Copy each entry exactly, leaving nothing out.
=== Records to use ===
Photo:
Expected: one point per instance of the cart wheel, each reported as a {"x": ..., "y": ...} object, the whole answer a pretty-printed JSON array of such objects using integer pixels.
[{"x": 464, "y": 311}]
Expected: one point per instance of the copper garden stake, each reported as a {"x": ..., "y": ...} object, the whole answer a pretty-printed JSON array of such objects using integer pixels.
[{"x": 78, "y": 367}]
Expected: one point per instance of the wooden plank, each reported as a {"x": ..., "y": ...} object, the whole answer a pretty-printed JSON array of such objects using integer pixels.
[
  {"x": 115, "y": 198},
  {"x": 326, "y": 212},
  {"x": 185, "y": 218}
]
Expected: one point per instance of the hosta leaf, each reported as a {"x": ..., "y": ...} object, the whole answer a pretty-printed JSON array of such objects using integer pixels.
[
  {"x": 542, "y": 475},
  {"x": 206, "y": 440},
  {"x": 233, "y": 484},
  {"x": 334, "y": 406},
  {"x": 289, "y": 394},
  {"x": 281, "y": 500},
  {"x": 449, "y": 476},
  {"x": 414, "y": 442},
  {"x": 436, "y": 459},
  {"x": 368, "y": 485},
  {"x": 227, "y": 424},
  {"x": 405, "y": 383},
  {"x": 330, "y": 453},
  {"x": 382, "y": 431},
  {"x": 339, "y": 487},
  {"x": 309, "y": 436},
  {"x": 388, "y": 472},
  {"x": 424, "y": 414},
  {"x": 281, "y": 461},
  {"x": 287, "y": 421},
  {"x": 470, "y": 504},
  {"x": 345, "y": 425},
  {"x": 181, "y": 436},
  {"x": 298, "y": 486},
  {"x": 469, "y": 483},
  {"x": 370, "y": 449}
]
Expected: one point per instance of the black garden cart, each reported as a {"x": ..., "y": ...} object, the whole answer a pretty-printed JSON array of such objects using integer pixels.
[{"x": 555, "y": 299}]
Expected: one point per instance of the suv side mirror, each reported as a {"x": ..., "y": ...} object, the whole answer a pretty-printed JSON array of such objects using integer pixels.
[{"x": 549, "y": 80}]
===
Task solution |
Photo:
Expected: one point per instance of the cart wheel, each reported as a {"x": ..., "y": ...} object, the whole answer a pretty-printed JSON array of such objects using integer pixels.
[{"x": 464, "y": 311}]
Expected: one point per instance of the copper garden stake, each reported as a {"x": ..., "y": ...} object, the whole answer a pretty-printed JSON array of such objects using integer pixels.
[{"x": 78, "y": 367}]
Expected: one point per instance of the wooden plank, each reported as a {"x": ..., "y": ...} object, the whole answer a pretty-printed JSON array of such objects using integer pixels.
[
  {"x": 115, "y": 198},
  {"x": 326, "y": 212},
  {"x": 185, "y": 218}
]
Expected: one point per instance of the hosta leaf, each reported as a {"x": ..., "y": ...} object, the whole answer a pretty-printed JSON array of such objects using integer pixels.
[
  {"x": 542, "y": 475},
  {"x": 206, "y": 440},
  {"x": 233, "y": 484},
  {"x": 334, "y": 406},
  {"x": 289, "y": 394},
  {"x": 281, "y": 500},
  {"x": 449, "y": 476},
  {"x": 414, "y": 442},
  {"x": 436, "y": 459},
  {"x": 368, "y": 485},
  {"x": 227, "y": 424},
  {"x": 405, "y": 383},
  {"x": 330, "y": 453},
  {"x": 382, "y": 431},
  {"x": 339, "y": 487},
  {"x": 309, "y": 436},
  {"x": 388, "y": 472},
  {"x": 424, "y": 414},
  {"x": 281, "y": 461},
  {"x": 287, "y": 421},
  {"x": 470, "y": 504},
  {"x": 345, "y": 425},
  {"x": 181, "y": 436},
  {"x": 298, "y": 486},
  {"x": 469, "y": 483},
  {"x": 370, "y": 449}
]
Expected: one point per instance of the black garden cart, each reported as a {"x": ..., "y": ...} object, the whole answer a pretty-printed JSON array of such objects using integer pixels.
[{"x": 555, "y": 299}]
Expected: one point per instance of the suv side mirror, each reported as a {"x": ..., "y": ...} object, the whole answer a pretty-printed JSON array of such objects using integer pixels.
[{"x": 549, "y": 80}]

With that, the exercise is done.